- [Problem description]
Please filter the entries and return only the lines that include "white".

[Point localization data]
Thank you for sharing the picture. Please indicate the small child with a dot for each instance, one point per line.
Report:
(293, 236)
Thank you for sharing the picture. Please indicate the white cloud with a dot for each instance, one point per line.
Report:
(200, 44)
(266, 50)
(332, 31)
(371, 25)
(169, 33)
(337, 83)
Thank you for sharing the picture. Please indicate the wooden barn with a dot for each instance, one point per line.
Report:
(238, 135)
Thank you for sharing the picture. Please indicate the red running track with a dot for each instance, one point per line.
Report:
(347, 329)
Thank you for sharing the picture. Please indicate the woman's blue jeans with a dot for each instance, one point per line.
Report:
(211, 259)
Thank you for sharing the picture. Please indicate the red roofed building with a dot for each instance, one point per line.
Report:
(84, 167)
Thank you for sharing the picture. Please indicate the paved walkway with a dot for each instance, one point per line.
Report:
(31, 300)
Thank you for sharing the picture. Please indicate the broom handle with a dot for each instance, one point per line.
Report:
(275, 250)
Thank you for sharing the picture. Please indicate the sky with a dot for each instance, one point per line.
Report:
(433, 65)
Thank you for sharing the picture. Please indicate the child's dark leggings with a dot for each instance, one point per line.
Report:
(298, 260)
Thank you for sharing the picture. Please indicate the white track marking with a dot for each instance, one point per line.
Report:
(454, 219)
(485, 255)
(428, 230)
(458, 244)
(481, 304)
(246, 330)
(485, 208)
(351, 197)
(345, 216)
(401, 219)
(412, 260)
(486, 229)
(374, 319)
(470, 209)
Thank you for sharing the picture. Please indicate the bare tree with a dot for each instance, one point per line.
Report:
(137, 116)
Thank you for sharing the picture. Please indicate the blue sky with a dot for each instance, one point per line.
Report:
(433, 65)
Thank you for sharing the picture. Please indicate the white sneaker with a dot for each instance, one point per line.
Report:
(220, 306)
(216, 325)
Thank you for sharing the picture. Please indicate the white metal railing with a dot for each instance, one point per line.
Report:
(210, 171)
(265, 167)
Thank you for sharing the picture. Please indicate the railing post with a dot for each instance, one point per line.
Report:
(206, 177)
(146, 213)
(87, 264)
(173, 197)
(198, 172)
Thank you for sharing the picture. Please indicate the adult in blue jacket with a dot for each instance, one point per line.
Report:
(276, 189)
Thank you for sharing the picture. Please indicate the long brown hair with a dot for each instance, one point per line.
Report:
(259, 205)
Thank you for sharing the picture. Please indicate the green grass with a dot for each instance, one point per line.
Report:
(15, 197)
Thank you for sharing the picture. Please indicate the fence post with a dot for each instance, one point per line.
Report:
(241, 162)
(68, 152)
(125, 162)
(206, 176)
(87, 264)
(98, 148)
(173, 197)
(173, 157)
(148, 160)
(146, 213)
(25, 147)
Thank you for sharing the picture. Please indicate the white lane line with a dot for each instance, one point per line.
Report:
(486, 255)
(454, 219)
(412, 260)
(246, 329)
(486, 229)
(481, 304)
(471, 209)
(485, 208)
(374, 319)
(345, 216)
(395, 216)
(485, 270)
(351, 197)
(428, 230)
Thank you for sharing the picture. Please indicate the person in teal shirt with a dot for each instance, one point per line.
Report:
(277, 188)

- [Task response]
Thank you for sharing the picture. Please indicate the white cloud with a dot for each instance, one point per line.
Thank you for sharing the picture. Please indicate the white track marking with a dot for each instance, one point per line.
Thank you for sharing the picture. Please indicate the white sneaker with a dot for each instance, one point per line.
Thank you for sharing the picture. Please indicate the white metal railing with a dot for each instance, one point per line.
Thank you for sharing the picture. Please indicate the white lane line with a dot for each instance, one point per line.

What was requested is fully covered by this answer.